**Dataset records:**
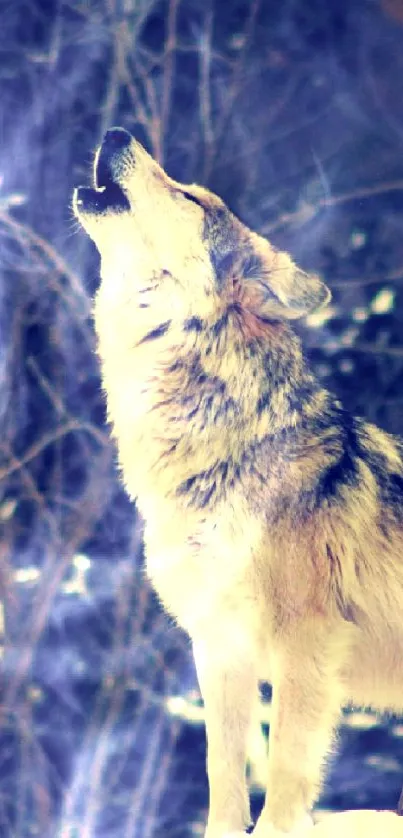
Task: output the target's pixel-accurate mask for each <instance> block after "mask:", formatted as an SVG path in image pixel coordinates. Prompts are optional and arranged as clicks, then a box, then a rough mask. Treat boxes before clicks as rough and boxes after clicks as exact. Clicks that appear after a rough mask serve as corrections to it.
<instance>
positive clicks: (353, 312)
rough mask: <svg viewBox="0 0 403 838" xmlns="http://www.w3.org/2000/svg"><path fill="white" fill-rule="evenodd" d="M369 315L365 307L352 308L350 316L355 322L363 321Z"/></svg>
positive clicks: (367, 318)
mask: <svg viewBox="0 0 403 838" xmlns="http://www.w3.org/2000/svg"><path fill="white" fill-rule="evenodd" d="M368 317H369V310H368V309H367V308H353V311H352V318H353V320H355V322H356V323H365V321H366V320H368Z"/></svg>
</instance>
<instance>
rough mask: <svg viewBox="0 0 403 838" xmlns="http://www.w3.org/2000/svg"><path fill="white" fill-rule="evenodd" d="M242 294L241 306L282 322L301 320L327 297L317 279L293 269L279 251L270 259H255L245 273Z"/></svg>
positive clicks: (320, 279)
mask: <svg viewBox="0 0 403 838" xmlns="http://www.w3.org/2000/svg"><path fill="white" fill-rule="evenodd" d="M243 291H244V294H243V297H244V303H246V305H248V303H249V307H250V308H253V310H254V312H255V314H259V315H260V316H261V317H268V318H274V319H282V320H283V319H287V320H295V319H297V318H298V317H305V316H306V315H307V314H311V313H312V312H313V311H316V309H318V308H321V307H322V306H325V305H326V304H327V303H328V302H329V301H330V298H331V293H330V291H329V289H328V287H327V286H326V285H325V283H324V282H322V280H321V279H319V277H317V276H315V274H309V273H305V271H302V270H301V269H300V268H297V266H296V265H295V264H294V262H293V261H292V259H291V258H290V256H289V255H288V253H283V252H279V251H273V252H272V253H271V254H270V259H267V258H264V259H261V258H259V259H258V260H257V261H256V262H255V269H254V270H253V271H250V270H249V271H248V270H246V271H245V273H244V277H243Z"/></svg>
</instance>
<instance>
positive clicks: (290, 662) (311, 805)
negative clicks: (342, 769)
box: [253, 619, 348, 838]
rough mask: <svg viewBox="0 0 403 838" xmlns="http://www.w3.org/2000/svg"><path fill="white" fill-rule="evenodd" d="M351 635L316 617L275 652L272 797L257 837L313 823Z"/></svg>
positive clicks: (270, 784) (261, 818)
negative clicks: (310, 817)
mask: <svg viewBox="0 0 403 838" xmlns="http://www.w3.org/2000/svg"><path fill="white" fill-rule="evenodd" d="M347 635H348V631H347ZM347 635H346V634H345V632H344V629H343V627H341V628H340V629H335V628H334V627H332V626H331V625H329V624H328V623H327V624H325V622H324V621H323V622H322V621H319V620H315V619H312V620H311V621H310V622H309V623H308V622H306V623H304V624H302V625H301V624H300V623H299V624H298V625H294V626H293V630H292V631H290V632H289V633H288V634H287V635H286V636H282V637H281V638H280V639H279V642H278V644H277V646H276V648H275V649H273V654H272V658H271V662H272V682H273V703H272V714H271V723H270V738H269V765H268V781H267V796H266V802H265V805H264V808H263V810H262V813H261V815H260V817H259V820H258V822H257V825H256V827H255V830H254V832H253V835H254V836H255V838H275V836H280V835H288V834H292V835H295V836H297V835H300V834H301V835H302V834H304V833H305V831H306V829H307V827H309V825H312V821H310V818H309V815H308V813H309V811H310V809H311V807H312V805H313V803H314V801H315V799H316V796H317V793H318V791H319V786H320V778H321V769H322V764H323V760H324V757H325V755H326V752H327V751H328V749H329V746H330V743H331V739H332V734H333V730H334V727H335V725H336V723H337V720H338V716H339V712H340V707H341V704H342V701H343V697H344V695H343V689H342V684H341V678H340V671H341V668H342V663H343V661H344V660H345V655H346V653H347V646H348V643H347V642H346V640H347Z"/></svg>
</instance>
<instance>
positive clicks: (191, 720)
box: [166, 695, 204, 724]
mask: <svg viewBox="0 0 403 838" xmlns="http://www.w3.org/2000/svg"><path fill="white" fill-rule="evenodd" d="M166 706H167V710H168V712H169V713H170V714H171V716H178V717H179V718H180V719H186V720H187V721H188V722H192V723H193V724H202V722H204V707H202V706H201V705H197V704H193V702H190V701H188V700H187V699H186V698H184V697H183V696H181V695H173V696H170V697H169V698H167V699H166Z"/></svg>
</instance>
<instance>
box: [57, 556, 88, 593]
mask: <svg viewBox="0 0 403 838" xmlns="http://www.w3.org/2000/svg"><path fill="white" fill-rule="evenodd" d="M72 565H73V567H72V575H71V578H70V579H69V580H68V581H67V582H65V583H64V585H63V591H64V593H65V594H77V595H78V596H87V595H88V588H87V578H86V574H87V571H88V570H89V568H90V567H91V560H90V559H89V558H88V556H85V555H84V554H83V553H77V554H76V555H75V556H74V558H73V562H72Z"/></svg>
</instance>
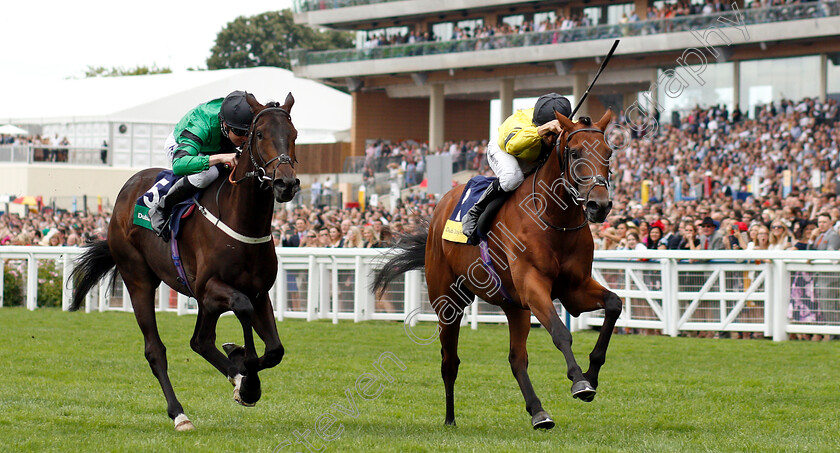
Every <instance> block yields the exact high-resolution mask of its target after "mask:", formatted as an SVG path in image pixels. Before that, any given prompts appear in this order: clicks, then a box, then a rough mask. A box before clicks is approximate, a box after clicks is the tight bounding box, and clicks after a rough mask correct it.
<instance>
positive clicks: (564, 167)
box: [531, 127, 610, 231]
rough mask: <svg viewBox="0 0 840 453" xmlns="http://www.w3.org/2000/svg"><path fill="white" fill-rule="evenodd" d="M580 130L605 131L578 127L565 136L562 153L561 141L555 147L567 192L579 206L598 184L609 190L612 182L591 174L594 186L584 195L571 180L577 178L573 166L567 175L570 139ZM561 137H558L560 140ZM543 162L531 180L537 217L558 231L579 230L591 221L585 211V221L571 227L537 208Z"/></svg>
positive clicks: (600, 185) (533, 200)
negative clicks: (555, 223)
mask: <svg viewBox="0 0 840 453" xmlns="http://www.w3.org/2000/svg"><path fill="white" fill-rule="evenodd" d="M578 132H597V133H599V134H603V133H604V131H602V130H601V129H597V128H594V127H586V128H583V129H578V130H576V131H572V132H571V133H569V134H568V135H566V136H565V141H566V146H565V149H564V150H563V153H562V154H561V153H560V151H558V150H557V149H556V148H559V147H560V142H558V143H557V146H556V147H555V153H556V154H557V160H558V162H559V164H560V169H561V173H560V178H561V179H562V181H563V187H564V188H565V189H566V192H568V193H569V196H571V198H572V202H573V203H574V204H575V206H579V205H580V203H582V202H584V201H586V200H588V199H589V195H590V194H591V193H592V189H594V188H595V187H597V186H602V187H604V188H605V189H607V190H608V191H609V189H610V182H609V180H608V179H607V178H605V177H603V176H601V175H595V176H590V177H588V178H587V181H588V180H589V179H594V180H595V182H594V183H593V184H592V186H591V187H590V188H589V190H588V191H587V192H586V196H585V197H583V196H581V194H580V191H578V189H577V188H576V187H574V185H573V184H572V183H571V182H570V181H569V178H570V177H571V178H572V180H575V178H574V177H573V176H572V175H571V173H572V168H571V167H569V175H568V176H567V175H566V165H567V164H569V163H570V159H569V154H570V153H571V150H570V149H569V141H570V139H571V138H572V136H573V135H575V134H577V133H578ZM561 137H562V136H561ZM561 137H558V140H560V139H561ZM544 163H545V161H544V162H543V164H544ZM543 164H540V166H539V167H537V170H536V171H535V172H534V178H533V179H532V180H531V198H532V199H533V202H534V212H536V213H537V218H539V219H540V221H542V222H543V223H544V224H546V225H548V226H550V227H551V228H553V229H555V230H557V231H577V230H579V229H581V228H583V227H585V226H586V225H587V224H588V223H589V220H588V219H587V218H586V214H585V213H584V215H583V223H581V224H580V225H578V226H576V227H571V228H570V227H559V226H557V225H554V224H552V223H551V222H549V221H547V220H545V219H543V218H542V214H540V211H539V209H537V197H536V196H535V195H536V193H537V177H538V175H539V172H540V168H542V166H543ZM563 210H564V211H565V210H566V207H565V206H563Z"/></svg>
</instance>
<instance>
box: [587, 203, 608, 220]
mask: <svg viewBox="0 0 840 453" xmlns="http://www.w3.org/2000/svg"><path fill="white" fill-rule="evenodd" d="M611 210H612V201H610V200H606V201H594V200H590V201H587V202H586V219H587V220H589V221H590V222H591V223H601V222H603V221H604V220H606V219H607V216H608V215H609V214H610V211H611Z"/></svg>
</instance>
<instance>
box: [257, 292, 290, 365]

**Prompt:** Select each line of the material that contains the string "negative". Case counts.

**Finished exercise:**
negative clicks: (342, 769)
negative clicks: (310, 817)
negative clicks: (555, 223)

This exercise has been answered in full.